*Text segment*:
I live just 14 miles from Bletchley Park, the home of the codebreakers in the Second World War, and the birthplace of the first electronic computer, Colossus. If you’ve never been, do visit: it’s great day out!

I go there quite frequently – possibly hoping that some of the vibes will rub off. Had I been around during the war, I’d have wanted to have worked there.

Codebreaking itself is far too abstruse and mathematical for me; my real interest is in the psychology behind it all – and what a lot there was!

Breaking the unbreakable

It isn’t widely realised that the Enigma machines that the Germans used to encrypt messages were essentially unbreakable; the computing power required to crack them made them more or less invincible to a ‘brute force’ attack.

That is, they were unbreakable without ‘cribs’ (clues as to what the encrypted messages themselves might contain) or some inkling of the settings for the Enigma machine that day (including any additional settings that individual operators might have chosen).

A huge amount of the decryption process revolved around these things; especially the ‘Cillis’ (alternatively, but incorrectly, known as ‘Sillies’), where signal operators cut corners, or chose easy to guess personal parameters.

(Think how so many people today choose passwords today. Your initials, your telephone number, ‘Pa55w0rd’, the name of your wife, your children, your cat…)

That’s where so much of the psychology came in: obtaining cribs from the many formulaic messages sent by the Germans (such as weather reports); or getting inside the minds of the operators, especially when they were under pressure, tired or lazy (or didn’t realise that precise instructions had been given to them for a reason).

Traffic analysis

I recently read Gordon Welchman’s book, ‘The Hut Six Story: Breaking the Enigma Codes’.

At a time when the Nazis had made Enigma more complex – and so blacked out, for many months, the Allies’ ability to decrypt it – Welchman explored what could be deduced from the information contained in the meta-data of the encrypted messages.

He was able to infer huge amounts from where these messages were sent, when, and how frequently.

Eventually, he could identify such things as that a particular pocket battleship was about to leave harbour, even if the codebreakers couldn’t read the actual content of the messages.

(This discipline is now called ‘traffic analysis’: think of it as ‘non-verbal communication for codebreakers.)

Welchman made many other important contributions, especially to the background organisation of Bletchley Park’s operations. He continued in this area after the way, eventually joining the MITRE corporation in the US.

He originally published his book in the 1980s, and has his US security clearance revoked as a result. In fact, he was nearly prosecuted because some of the material he discussed was still considered to be classified, even forty years on.

Decrypting the organisation

When it comes to the present day NHS, it is Welchman’s view of the organisation that is instructive.

Security at Bletchley Park was ferocious: each of the many thousands of workers was expected to keep quiet about their work, even if they were married to a member of the Bletchley Park staff working in a different hut.

*Supplied data*:

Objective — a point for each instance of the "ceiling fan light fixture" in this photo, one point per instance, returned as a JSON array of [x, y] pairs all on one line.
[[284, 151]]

...

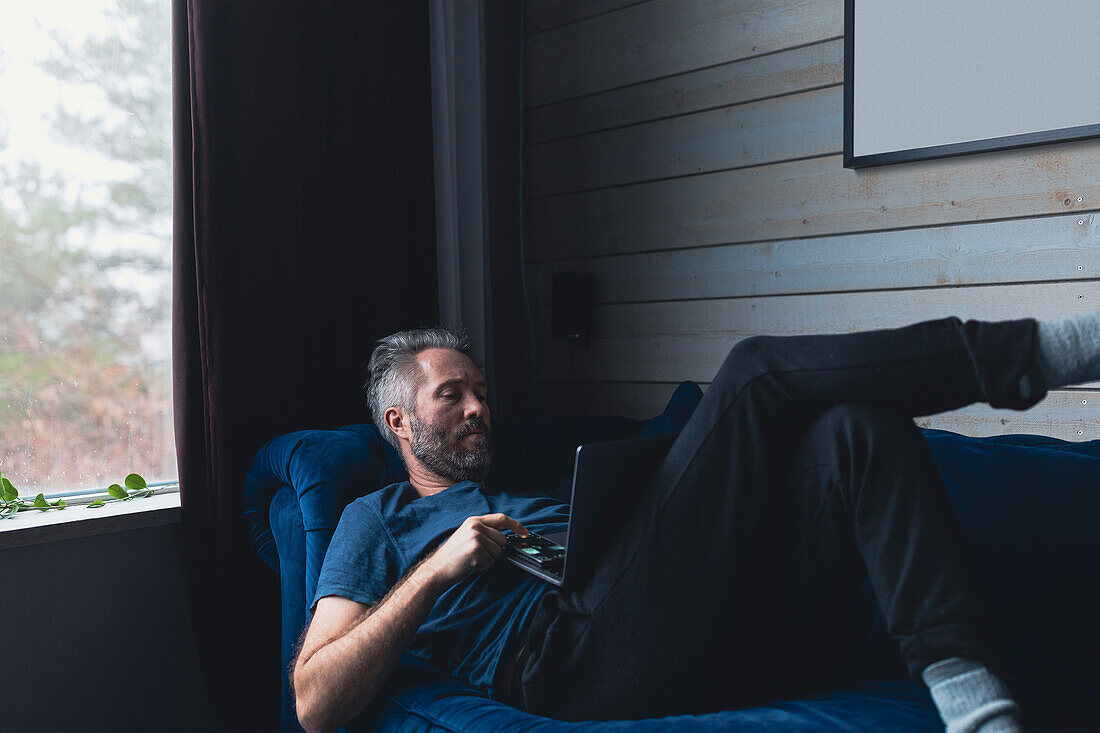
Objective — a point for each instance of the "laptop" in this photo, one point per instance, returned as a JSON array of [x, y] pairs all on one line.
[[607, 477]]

---

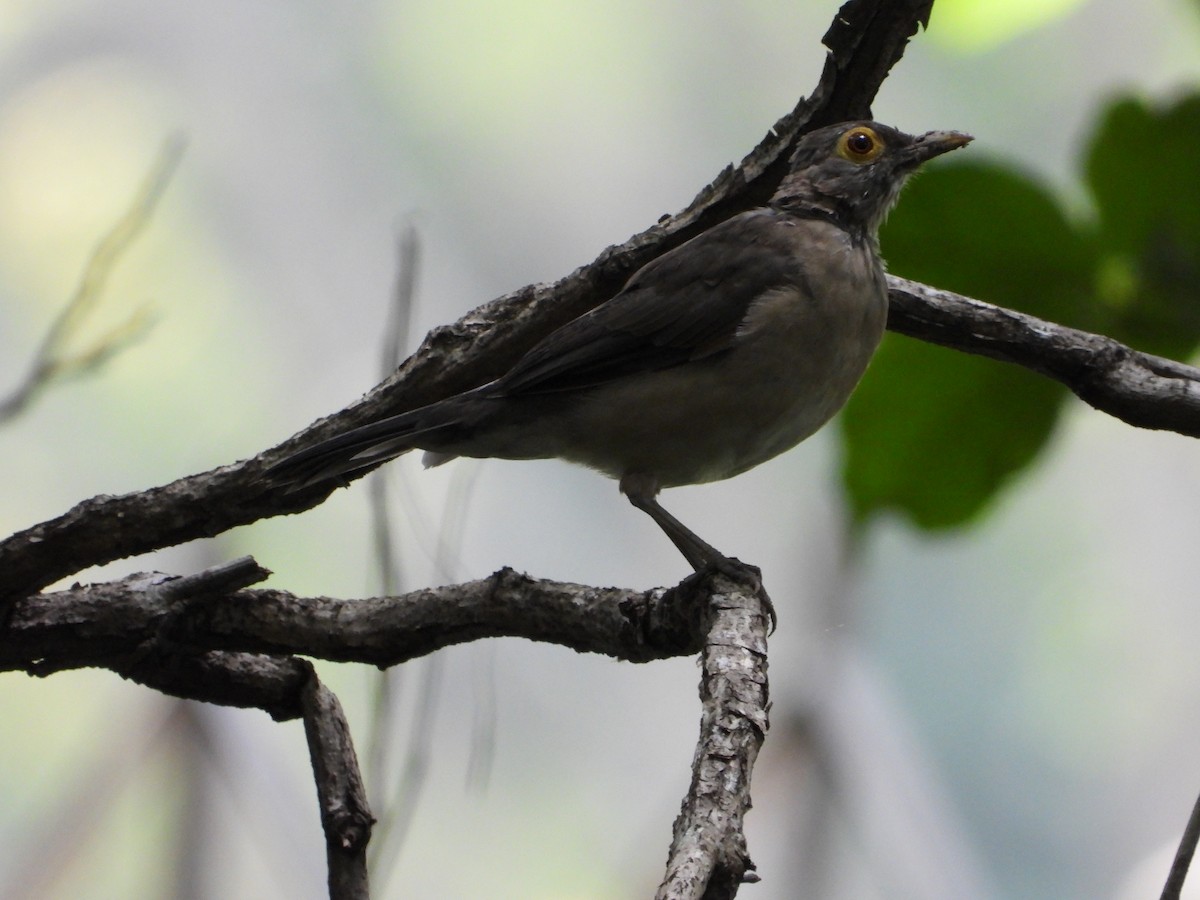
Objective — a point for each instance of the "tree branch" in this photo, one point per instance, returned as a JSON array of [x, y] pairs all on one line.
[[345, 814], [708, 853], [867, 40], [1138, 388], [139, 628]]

*Tasks to complete*:
• a. In the Bletchley Park text, how far from Bletchley Park does the writer live?
• b. Please carry the Bletchley Park text forward from its final sentence, in the same voice.

*Answers to the exercises*:
• a. 14 miles.

• b.
While this produced a phenomenal level of protection, on many occasions it operated significantly against the codebreakers’ interests: staff became focused entirely on their part of the job and on nothing else.

Yet particular individuals often had insights and knowledge that could have been helpful to others, if only they had been allowed to share their ideas; or if they had realised that a wider need existed that their expertise could fill.

Welchman’s particular genius was in taking a step back, seeing the bigger picture, and then setting up organisational mechanisms that would allow the efficient integration of the cryptographic process.

I’d say the NHS is in much the same situation: uncertain overall strategy; siloed institutions and workers; little lateral thinking; not enough integration; and, in the NHS’ case, no uniformity alongside a totally uneven and unfair allocation of resources.

My final decision is ‘probably’…

Do we all know what our overall goals are? Are we sure? Quite incredibly, hardly anyone at the moment seems to know what the Secretary of State for Health is planning for the NHS, other than that he is constantly expecting us to do more with less.

Does Jermey Hunt intend to sell it off? Personally I doubt it. Is he trying to be positively disruptive, shaking the organisation to see if it can realign itself? Possibly; but by the time the realignment occurs there won’t be much of it left and a good proportion of its clinicians will have gone.

What we don’t know, we can’t plan for. Worse, we may well end up busting a gut to get our particular strategies working; only to find ten days later that these won’t fit in with new plans that have suddenly been revealed from on high. It’s a soul-destroying, callous way to treat dedicated staff.

Welchman says that in the best organisations everyone knows exactly the goal of the whole organisation and exactly their personal function within it.

We need to re-learn this today. Otherwise, we’ll end up with a dysfunctional, inefficient organisation with a totally disrupted structure that minimises the expertise of its staff rather than maximising it. And that will apply however bright and dedicated these individuals might be.